## [Prompt]
Could you return all of the listing below exactly, please?
[Records for the exercise Boundary: Start]
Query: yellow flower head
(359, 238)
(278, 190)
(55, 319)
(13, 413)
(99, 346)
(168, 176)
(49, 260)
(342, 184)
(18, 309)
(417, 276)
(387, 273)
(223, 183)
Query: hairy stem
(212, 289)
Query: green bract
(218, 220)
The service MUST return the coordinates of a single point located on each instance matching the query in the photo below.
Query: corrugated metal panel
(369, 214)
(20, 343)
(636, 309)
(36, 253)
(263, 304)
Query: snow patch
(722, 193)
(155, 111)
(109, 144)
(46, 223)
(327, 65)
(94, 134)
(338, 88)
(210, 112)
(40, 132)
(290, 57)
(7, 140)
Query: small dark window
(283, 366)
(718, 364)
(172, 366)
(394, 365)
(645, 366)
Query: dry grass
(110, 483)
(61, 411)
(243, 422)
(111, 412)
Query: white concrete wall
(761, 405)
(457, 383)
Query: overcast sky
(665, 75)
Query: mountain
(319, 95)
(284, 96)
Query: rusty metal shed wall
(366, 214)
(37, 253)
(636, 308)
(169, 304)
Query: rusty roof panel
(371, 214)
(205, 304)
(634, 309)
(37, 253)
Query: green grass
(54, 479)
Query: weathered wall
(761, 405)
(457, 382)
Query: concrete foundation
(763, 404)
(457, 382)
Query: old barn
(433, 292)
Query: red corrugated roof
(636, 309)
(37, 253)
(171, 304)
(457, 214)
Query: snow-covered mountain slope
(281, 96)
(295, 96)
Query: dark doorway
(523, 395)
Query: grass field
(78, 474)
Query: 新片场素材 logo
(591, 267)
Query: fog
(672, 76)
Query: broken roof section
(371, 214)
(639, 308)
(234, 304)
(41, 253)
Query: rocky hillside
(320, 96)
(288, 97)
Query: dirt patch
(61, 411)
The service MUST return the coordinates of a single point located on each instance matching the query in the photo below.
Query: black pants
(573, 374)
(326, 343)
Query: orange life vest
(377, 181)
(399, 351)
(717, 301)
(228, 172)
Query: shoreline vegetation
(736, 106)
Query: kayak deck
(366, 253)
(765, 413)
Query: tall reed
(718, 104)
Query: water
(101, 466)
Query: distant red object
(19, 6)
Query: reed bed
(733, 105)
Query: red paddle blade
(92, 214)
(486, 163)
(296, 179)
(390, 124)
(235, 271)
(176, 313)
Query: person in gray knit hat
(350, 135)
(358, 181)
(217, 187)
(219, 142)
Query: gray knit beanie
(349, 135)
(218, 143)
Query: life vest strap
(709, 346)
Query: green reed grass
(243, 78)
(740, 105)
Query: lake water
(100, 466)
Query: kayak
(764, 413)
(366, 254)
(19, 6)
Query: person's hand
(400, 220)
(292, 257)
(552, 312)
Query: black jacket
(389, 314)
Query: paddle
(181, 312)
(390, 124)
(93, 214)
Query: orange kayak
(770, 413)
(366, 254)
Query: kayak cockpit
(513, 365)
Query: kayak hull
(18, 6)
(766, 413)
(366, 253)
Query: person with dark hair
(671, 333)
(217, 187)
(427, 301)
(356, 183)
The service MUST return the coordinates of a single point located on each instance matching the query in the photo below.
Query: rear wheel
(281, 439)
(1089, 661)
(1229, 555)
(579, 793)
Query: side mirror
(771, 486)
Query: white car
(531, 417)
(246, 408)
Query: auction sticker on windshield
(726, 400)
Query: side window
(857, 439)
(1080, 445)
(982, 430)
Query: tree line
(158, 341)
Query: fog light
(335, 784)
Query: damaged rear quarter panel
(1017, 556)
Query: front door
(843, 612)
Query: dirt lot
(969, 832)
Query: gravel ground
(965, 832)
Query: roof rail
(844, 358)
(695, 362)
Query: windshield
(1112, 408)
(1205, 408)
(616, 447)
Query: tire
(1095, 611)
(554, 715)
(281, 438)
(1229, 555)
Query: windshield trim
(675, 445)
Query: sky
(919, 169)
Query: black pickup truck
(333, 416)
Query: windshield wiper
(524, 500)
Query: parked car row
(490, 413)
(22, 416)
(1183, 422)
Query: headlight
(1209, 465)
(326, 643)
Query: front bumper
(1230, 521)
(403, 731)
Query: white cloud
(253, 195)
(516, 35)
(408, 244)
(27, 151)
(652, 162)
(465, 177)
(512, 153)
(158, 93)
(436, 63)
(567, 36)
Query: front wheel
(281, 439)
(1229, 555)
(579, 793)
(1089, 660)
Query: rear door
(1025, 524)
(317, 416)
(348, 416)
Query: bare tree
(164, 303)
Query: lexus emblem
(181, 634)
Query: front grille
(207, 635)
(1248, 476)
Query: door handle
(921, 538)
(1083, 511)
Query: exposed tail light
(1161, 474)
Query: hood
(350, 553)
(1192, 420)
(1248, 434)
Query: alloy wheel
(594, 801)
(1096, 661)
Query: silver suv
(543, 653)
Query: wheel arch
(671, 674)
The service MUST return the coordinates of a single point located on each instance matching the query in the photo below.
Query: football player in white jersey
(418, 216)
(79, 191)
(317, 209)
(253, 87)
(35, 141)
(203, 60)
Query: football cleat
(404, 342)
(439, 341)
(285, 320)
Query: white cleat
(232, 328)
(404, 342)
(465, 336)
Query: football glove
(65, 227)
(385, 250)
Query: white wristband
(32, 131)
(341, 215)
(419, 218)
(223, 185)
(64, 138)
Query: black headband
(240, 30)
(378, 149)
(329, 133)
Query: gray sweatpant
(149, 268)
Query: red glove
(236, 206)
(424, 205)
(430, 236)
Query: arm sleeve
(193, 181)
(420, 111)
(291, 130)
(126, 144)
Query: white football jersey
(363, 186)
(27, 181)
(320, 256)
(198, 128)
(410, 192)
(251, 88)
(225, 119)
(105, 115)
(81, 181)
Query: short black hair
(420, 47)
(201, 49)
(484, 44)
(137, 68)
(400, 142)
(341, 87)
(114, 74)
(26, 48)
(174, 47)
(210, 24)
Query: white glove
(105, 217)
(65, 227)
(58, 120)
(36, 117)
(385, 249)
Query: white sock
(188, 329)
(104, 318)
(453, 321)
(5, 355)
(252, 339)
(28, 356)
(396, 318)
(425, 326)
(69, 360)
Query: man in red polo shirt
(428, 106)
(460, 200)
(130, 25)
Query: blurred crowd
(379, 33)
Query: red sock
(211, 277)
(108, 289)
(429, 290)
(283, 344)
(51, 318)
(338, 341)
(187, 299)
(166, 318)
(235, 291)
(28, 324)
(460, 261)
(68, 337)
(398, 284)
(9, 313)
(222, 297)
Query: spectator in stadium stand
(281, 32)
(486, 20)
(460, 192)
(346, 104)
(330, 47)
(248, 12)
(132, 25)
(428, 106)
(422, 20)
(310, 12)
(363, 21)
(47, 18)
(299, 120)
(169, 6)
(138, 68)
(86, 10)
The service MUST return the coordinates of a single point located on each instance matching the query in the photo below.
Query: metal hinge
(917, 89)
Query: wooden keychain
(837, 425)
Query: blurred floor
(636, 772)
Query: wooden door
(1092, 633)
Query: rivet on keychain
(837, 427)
[Records for the exercise Boundary: End]
## [Output of the exercise]
Query: yellow flower head
(359, 238)
(278, 190)
(55, 319)
(13, 413)
(99, 346)
(168, 176)
(49, 260)
(342, 184)
(18, 309)
(417, 276)
(387, 273)
(223, 183)
Query: hairy stem
(212, 289)
Query: green bract
(218, 220)
The service MUST return the coordinates of a single point located on each instance matching the query in the photo below.
Query: corrugated metal panel
(369, 214)
(20, 343)
(636, 309)
(36, 253)
(263, 304)
Query: snow patch
(722, 193)
(155, 111)
(109, 144)
(46, 223)
(327, 65)
(94, 134)
(338, 88)
(210, 112)
(40, 132)
(290, 57)
(7, 140)
Query: small dark window
(283, 366)
(718, 364)
(172, 366)
(394, 365)
(645, 366)
Query: dry grass
(110, 483)
(61, 411)
(243, 422)
(111, 412)
Query: white concrete wall
(761, 405)
(457, 383)
Query: overcast sky
(665, 75)
Query: mountain
(319, 95)
(284, 96)
Query: rusty metal shed wall
(366, 214)
(37, 253)
(636, 308)
(169, 304)
Query: rusty roof panel
(371, 214)
(205, 304)
(634, 309)
(37, 253)
Query: green grass
(54, 479)
Query: weathered wall
(761, 405)
(457, 382)
Query: concrete foundation
(763, 404)
(457, 382)
Query: old barn
(433, 292)
Query: red corrugated roof
(636, 309)
(37, 253)
(171, 304)
(457, 214)
Query: snow-covered mountain slope
(281, 96)
(295, 96)
Query: dark doorway
(523, 395)
Query: grass field
(78, 474)
Query: 新片场素材 logo
(591, 267)
Query: fog
(672, 76)
Query: broken roof section
(371, 214)
(639, 308)
(234, 304)
(41, 253)
Query: rocky hillside
(320, 96)
(288, 97)
Query: dirt patch
(61, 411)
The service MUST return the coordinates of a single point located on each instance matching the query in the photo below.
Query: black pants
(573, 374)
(326, 343)
Query: orange life vest
(377, 181)
(399, 351)
(717, 301)
(228, 172)
Query: shoreline vegetation
(736, 106)
Query: kayak deck
(366, 253)
(765, 413)
Query: tall reed
(718, 104)
Query: water
(101, 466)
Query: distant red object
(19, 6)
Query: reed bed
(733, 105)
Query: red paddle blade
(92, 214)
(486, 163)
(296, 179)
(390, 124)
(235, 271)
(176, 313)
Query: person in gray knit hat
(350, 135)
(358, 181)
(217, 187)
(219, 142)
Query: gray knit beanie
(349, 135)
(218, 143)
Query: life vest strap
(709, 346)
Query: green reed grass
(243, 78)
(740, 105)
Query: lake water
(100, 466)
Query: kayak
(764, 413)
(366, 254)
(19, 6)
Query: person's hand
(400, 220)
(292, 257)
(552, 312)
Query: black jacket
(389, 314)
Query: paddle
(181, 312)
(390, 124)
(93, 214)
Query: orange kayak
(770, 413)
(366, 254)
Query: kayak cockpit
(513, 365)
Query: kayak hull
(18, 6)
(766, 413)
(366, 253)
Query: person with dark hair
(671, 333)
(217, 187)
(427, 301)
(356, 183)
The service MUST return the coordinates of a single point located on each instance matching the query in the photo below.
Query: rear wheel
(281, 439)
(1089, 661)
(1229, 555)
(579, 793)
Query: side mirror
(771, 486)
Query: white car
(531, 417)
(246, 408)
Query: auction sticker on windshield
(726, 400)
Query: side window
(857, 439)
(1080, 445)
(982, 430)
Query: tree line
(158, 341)
Query: fog light
(335, 784)
Query: damaged rear quarter panel
(1017, 556)
Query: front door
(843, 612)
Query: dirt lot
(969, 832)
Query: gravel ground
(965, 832)
Query: roof rail
(844, 358)
(695, 362)
Query: windshield
(1112, 408)
(1205, 408)
(616, 447)
Query: tire
(1095, 611)
(554, 715)
(281, 438)
(1229, 555)
Query: windshield trim
(675, 445)
Query: sky
(919, 169)
Query: black pickup truck
(333, 416)
Query: windshield wiper
(524, 500)
Query: parked car row
(490, 413)
(22, 416)
(1183, 422)
Query: headlight
(1209, 465)
(326, 643)
Query: front bumper
(1230, 521)
(403, 731)
Query: white cloud
(253, 195)
(516, 35)
(408, 244)
(27, 151)
(652, 162)
(465, 177)
(512, 153)
(158, 93)
(436, 63)
(567, 36)
Query: front wheel
(281, 439)
(1229, 555)
(579, 793)
(1089, 660)
Query: rear door
(1025, 524)
(317, 416)
(348, 416)
Query: bare tree
(164, 303)
Query: lexus emblem
(181, 634)
Query: front grille
(207, 635)
(1248, 476)
Query: door handle
(921, 538)
(1083, 511)
Query: exposed tail light
(1161, 474)
Query: hood
(350, 553)
(1192, 420)
(1248, 434)
Query: alloy wheel
(594, 801)
(1096, 661)
Query: silver suv
(543, 653)
Query: wheel arch
(671, 674)
The service MUST return the coordinates of a single point located on each instance matching the query in the photo below.
Query: football player in white jersey
(418, 216)
(79, 191)
(317, 209)
(253, 87)
(35, 141)
(203, 60)
Query: football cleat
(404, 342)
(439, 341)
(285, 320)
Query: white cleat
(232, 328)
(404, 342)
(465, 336)
Query: football glove
(65, 227)
(385, 250)
Query: white wristband
(32, 131)
(341, 215)
(419, 218)
(223, 185)
(64, 138)
Query: black headband
(240, 30)
(378, 149)
(329, 133)
Query: gray sweatpant
(149, 268)
Query: red glove
(236, 206)
(424, 205)
(430, 236)
Query: arm sleeve
(193, 181)
(420, 111)
(291, 130)
(126, 144)
Query: white football jersey
(363, 186)
(27, 181)
(320, 256)
(198, 128)
(410, 192)
(251, 88)
(225, 119)
(105, 115)
(81, 181)
Query: short black hair
(420, 47)
(201, 49)
(484, 44)
(137, 68)
(400, 142)
(341, 87)
(114, 74)
(26, 48)
(174, 47)
(210, 24)
Query: white glove
(105, 217)
(65, 227)
(58, 120)
(36, 117)
(385, 249)
Query: white sock
(188, 329)
(104, 318)
(453, 321)
(5, 355)
(252, 339)
(28, 356)
(396, 318)
(425, 326)
(69, 360)
Query: man in red polo shirt
(428, 106)
(460, 200)
(130, 25)
Query: blurred crowd
(379, 33)
Query: red sock
(211, 277)
(108, 289)
(429, 290)
(283, 344)
(51, 318)
(338, 341)
(187, 299)
(166, 318)
(235, 291)
(28, 324)
(460, 261)
(68, 337)
(398, 284)
(9, 313)
(222, 297)
Query: spectator in stadium stand
(281, 32)
(486, 20)
(460, 192)
(346, 104)
(330, 47)
(248, 12)
(132, 25)
(428, 106)
(422, 20)
(310, 12)
(363, 21)
(47, 18)
(299, 120)
(169, 6)
(138, 68)
(86, 10)
The service MUST return the coordinates of a single point located on each instance matching the query in the photo below.
Query: metal hinge
(917, 89)
Query: wooden keychain
(837, 425)
Query: blurred floor
(636, 772)
Query: wooden door
(1092, 633)
Query: rivet on keychain
(837, 427)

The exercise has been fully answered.